⟨

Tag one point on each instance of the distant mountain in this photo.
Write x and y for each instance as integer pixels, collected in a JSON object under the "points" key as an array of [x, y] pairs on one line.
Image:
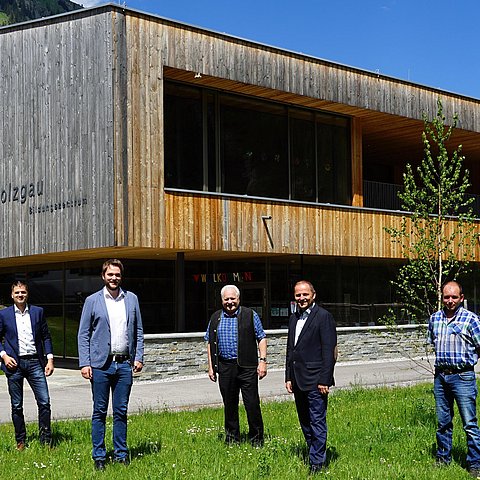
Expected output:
{"points": [[14, 11]]}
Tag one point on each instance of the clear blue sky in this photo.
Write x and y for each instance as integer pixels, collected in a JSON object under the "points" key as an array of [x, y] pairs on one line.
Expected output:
{"points": [[431, 42]]}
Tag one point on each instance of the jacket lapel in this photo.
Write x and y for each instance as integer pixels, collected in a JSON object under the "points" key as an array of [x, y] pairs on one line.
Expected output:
{"points": [[307, 323]]}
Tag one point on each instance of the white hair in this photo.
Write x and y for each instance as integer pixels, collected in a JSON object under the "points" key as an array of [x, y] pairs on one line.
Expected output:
{"points": [[229, 287]]}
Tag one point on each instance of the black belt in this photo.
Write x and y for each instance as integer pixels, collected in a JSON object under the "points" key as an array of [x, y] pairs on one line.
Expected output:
{"points": [[453, 370], [228, 360], [119, 358]]}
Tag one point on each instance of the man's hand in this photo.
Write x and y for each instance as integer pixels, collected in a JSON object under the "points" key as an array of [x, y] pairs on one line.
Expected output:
{"points": [[49, 368], [9, 362], [262, 369], [212, 375], [323, 389]]}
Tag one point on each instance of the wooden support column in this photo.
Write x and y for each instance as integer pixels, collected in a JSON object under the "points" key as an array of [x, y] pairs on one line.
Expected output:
{"points": [[180, 292], [357, 162]]}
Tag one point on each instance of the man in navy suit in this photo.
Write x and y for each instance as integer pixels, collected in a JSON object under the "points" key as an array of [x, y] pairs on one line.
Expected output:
{"points": [[110, 348], [311, 356], [26, 352]]}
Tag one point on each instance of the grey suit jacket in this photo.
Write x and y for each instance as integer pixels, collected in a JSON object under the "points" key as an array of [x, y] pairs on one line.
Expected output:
{"points": [[94, 336]]}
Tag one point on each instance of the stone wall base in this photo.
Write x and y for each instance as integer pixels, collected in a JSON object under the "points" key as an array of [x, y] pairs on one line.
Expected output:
{"points": [[185, 354]]}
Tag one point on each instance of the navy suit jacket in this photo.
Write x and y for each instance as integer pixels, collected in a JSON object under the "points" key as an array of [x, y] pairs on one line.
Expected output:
{"points": [[9, 334], [94, 336], [311, 361]]}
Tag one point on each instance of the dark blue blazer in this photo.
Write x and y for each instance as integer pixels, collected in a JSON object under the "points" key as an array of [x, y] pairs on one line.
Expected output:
{"points": [[9, 334], [311, 361], [94, 336]]}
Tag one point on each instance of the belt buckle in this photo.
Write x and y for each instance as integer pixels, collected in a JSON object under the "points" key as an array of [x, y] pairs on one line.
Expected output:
{"points": [[119, 358]]}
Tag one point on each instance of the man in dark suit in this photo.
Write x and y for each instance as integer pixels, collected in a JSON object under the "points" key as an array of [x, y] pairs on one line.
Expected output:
{"points": [[110, 346], [26, 352], [311, 356]]}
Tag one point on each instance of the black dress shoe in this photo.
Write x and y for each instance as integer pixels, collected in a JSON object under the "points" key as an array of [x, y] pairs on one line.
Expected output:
{"points": [[314, 469]]}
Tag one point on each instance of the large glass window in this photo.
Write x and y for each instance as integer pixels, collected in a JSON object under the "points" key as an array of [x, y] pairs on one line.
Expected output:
{"points": [[254, 148], [184, 131], [235, 144]]}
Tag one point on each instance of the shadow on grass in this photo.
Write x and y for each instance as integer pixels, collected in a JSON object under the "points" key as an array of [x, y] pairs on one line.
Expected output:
{"points": [[459, 455], [300, 450], [141, 450]]}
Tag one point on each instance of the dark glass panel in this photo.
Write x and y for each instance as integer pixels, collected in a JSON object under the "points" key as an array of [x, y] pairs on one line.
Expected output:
{"points": [[302, 155], [333, 157], [253, 148], [183, 137]]}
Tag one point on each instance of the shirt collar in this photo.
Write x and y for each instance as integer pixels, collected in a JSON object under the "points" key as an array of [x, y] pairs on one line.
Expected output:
{"points": [[120, 296], [235, 314], [17, 310], [306, 312]]}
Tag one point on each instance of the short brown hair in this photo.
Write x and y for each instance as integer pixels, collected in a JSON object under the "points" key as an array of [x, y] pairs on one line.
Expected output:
{"points": [[114, 262]]}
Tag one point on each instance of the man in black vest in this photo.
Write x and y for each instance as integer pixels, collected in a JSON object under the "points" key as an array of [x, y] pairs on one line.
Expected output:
{"points": [[235, 336], [311, 356]]}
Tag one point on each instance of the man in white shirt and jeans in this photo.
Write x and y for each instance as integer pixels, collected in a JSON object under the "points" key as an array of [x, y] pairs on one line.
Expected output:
{"points": [[27, 354], [110, 348]]}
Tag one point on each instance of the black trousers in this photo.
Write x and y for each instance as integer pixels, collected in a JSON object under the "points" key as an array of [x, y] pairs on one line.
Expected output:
{"points": [[232, 379]]}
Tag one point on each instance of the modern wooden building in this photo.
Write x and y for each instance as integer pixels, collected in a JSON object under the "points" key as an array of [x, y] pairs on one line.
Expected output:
{"points": [[202, 159]]}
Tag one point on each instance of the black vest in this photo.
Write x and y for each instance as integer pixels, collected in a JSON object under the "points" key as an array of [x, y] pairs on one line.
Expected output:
{"points": [[247, 353]]}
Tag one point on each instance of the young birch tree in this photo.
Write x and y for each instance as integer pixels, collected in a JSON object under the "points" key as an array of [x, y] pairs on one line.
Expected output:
{"points": [[438, 236]]}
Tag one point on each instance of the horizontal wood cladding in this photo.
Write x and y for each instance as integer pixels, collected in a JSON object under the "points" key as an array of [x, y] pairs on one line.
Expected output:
{"points": [[216, 224], [194, 50], [56, 137]]}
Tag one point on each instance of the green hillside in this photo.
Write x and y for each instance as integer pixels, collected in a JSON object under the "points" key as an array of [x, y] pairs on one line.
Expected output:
{"points": [[14, 11]]}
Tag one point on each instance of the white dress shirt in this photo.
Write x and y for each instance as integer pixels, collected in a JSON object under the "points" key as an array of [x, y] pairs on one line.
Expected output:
{"points": [[26, 342], [301, 322], [117, 315]]}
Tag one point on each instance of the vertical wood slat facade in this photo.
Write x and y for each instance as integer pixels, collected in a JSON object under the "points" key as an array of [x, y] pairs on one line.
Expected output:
{"points": [[57, 132], [89, 123], [194, 223]]}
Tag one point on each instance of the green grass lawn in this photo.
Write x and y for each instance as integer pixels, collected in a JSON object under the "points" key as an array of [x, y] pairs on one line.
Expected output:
{"points": [[373, 434]]}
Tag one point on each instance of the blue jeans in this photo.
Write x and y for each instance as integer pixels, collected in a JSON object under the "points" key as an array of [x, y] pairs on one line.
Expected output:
{"points": [[118, 378], [33, 372], [312, 414], [462, 388]]}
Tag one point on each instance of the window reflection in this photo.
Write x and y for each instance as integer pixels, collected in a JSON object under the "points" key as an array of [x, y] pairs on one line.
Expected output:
{"points": [[234, 144]]}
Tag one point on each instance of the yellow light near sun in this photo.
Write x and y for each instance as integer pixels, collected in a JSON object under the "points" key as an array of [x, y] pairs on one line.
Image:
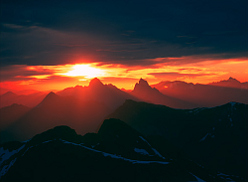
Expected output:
{"points": [[85, 70]]}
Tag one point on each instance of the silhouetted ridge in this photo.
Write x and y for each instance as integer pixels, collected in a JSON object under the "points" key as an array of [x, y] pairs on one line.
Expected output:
{"points": [[51, 95], [59, 132], [233, 80], [9, 94], [95, 83], [114, 126]]}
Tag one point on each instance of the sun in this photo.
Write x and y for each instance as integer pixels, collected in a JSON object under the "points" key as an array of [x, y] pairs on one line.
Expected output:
{"points": [[85, 70]]}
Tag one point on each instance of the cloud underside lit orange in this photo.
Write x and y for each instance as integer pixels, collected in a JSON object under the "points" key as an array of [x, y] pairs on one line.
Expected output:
{"points": [[56, 77]]}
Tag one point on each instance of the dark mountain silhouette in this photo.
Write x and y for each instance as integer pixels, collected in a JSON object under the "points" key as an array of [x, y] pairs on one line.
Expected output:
{"points": [[10, 114], [144, 92], [55, 110], [59, 154], [83, 108], [214, 137], [232, 83], [203, 95], [97, 91], [30, 100]]}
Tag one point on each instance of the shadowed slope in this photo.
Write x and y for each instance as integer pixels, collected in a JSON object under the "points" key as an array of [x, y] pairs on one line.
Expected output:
{"points": [[144, 92], [214, 137]]}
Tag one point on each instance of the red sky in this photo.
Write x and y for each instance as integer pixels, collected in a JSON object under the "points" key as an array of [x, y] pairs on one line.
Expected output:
{"points": [[120, 42], [57, 77]]}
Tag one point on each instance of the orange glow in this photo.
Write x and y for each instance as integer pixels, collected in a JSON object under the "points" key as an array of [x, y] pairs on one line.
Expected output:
{"points": [[84, 70], [188, 69]]}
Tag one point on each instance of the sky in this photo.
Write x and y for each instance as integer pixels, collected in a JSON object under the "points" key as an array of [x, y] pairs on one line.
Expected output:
{"points": [[50, 45]]}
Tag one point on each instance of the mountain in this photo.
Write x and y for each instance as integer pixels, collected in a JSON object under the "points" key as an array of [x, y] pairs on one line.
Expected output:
{"points": [[203, 95], [144, 92], [54, 110], [60, 154], [83, 108], [110, 95], [232, 83], [213, 137], [10, 114], [29, 100]]}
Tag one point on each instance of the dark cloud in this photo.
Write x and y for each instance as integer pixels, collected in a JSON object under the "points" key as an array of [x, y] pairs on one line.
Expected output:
{"points": [[176, 74], [20, 72], [123, 32]]}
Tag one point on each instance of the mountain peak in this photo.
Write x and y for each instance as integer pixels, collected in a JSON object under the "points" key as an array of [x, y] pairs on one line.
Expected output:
{"points": [[9, 93], [143, 82], [51, 95], [95, 82], [231, 79]]}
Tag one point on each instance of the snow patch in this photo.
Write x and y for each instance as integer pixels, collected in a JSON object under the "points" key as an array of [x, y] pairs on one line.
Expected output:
{"points": [[5, 168], [153, 149], [197, 178], [208, 134], [6, 154], [141, 151], [115, 156]]}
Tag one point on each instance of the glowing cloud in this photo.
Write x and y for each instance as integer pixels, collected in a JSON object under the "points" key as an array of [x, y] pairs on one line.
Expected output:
{"points": [[84, 70]]}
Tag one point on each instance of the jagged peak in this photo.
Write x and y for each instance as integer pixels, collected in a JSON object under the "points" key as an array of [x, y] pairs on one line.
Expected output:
{"points": [[143, 82], [59, 132], [95, 82], [232, 79], [51, 94]]}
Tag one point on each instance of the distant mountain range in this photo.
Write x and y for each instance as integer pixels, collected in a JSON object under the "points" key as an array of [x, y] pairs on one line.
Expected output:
{"points": [[210, 95], [177, 132], [175, 94], [116, 153]]}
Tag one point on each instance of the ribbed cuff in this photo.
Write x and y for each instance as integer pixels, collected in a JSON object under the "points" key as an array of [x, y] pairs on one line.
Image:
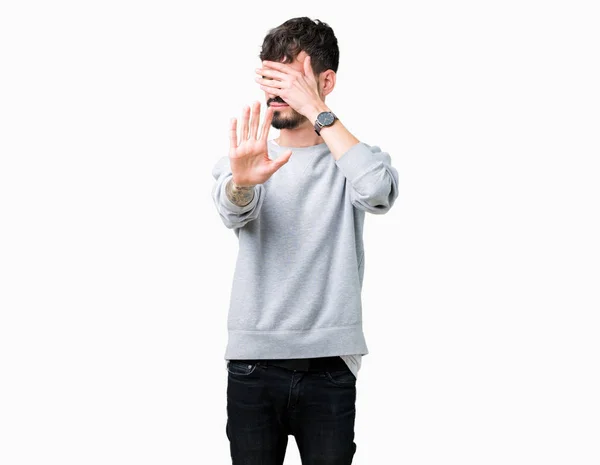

⟩

Work to complete — Find how many lines in the records contain the string "belt", then give the number alone.

Final answer — 2